▶ Supplied material
_ _ _ _ _
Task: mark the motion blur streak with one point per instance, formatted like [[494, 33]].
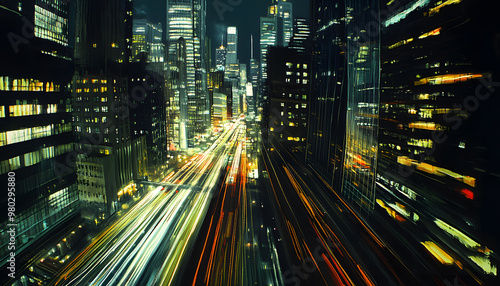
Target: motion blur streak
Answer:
[[147, 245]]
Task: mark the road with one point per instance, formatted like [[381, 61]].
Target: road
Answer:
[[148, 245]]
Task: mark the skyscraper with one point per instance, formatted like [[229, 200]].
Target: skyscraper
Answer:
[[326, 135], [100, 112], [147, 38], [301, 35], [232, 45], [284, 17], [286, 114], [232, 63], [36, 142], [268, 32]]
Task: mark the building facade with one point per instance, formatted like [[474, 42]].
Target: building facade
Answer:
[[36, 142]]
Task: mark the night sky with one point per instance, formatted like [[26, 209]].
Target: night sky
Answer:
[[245, 16]]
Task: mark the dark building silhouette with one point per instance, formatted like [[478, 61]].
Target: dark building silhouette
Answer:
[[325, 143], [437, 156], [36, 142], [101, 105]]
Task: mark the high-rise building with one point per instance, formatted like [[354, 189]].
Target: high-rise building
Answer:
[[232, 70], [178, 99], [232, 45], [362, 102], [286, 114], [436, 158], [220, 58], [325, 141], [101, 101], [36, 142], [254, 78], [284, 18], [147, 38], [268, 32], [301, 35], [186, 19]]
_ _ _ _ _
▶ Written exercise
Change "one point per instance" to "a single point for each instance" throughout the items above, leaving every other word unchanged, and reproduce them without the picture lines.

▶ Output for this task
Task: mark the motion blur streak with a single point for each instance, formatted like [[494, 33]].
Target: motion blur streak
Answer:
[[147, 245]]
Task: mark the road with a single point for each instance, formatted like [[381, 61]].
Target: road
Answer:
[[148, 245]]
Task: mark the skyscraper with a single point for each instance, formatted like [[229, 200]].
Target: skyscraper
Answer:
[[326, 135], [100, 112], [147, 38], [301, 35], [232, 45], [284, 17], [286, 114], [232, 63], [36, 142], [268, 32]]
Task: mark the building facade with a single point for each instance, formatted like [[474, 42]].
Target: building facade
Answer:
[[36, 142]]
Task: mark the night sky with a single point for each instance, formatted like [[26, 209]].
Target: night sky
Answer:
[[245, 16]]
Task: mark the dark building silhouette with a single point for each instance, formatted like [[478, 61]].
Target: dark building silhouette
Answer:
[[325, 143], [437, 156], [36, 142], [101, 105]]
Task: mark the high-rise building with a single point for each instance, formatted like [[354, 189]].
Target: high-rise building
Answer:
[[232, 70], [178, 99], [232, 45], [362, 102], [286, 114], [436, 158], [220, 58], [325, 141], [101, 101], [36, 142], [254, 78], [284, 18], [147, 38], [268, 32], [301, 35], [186, 19]]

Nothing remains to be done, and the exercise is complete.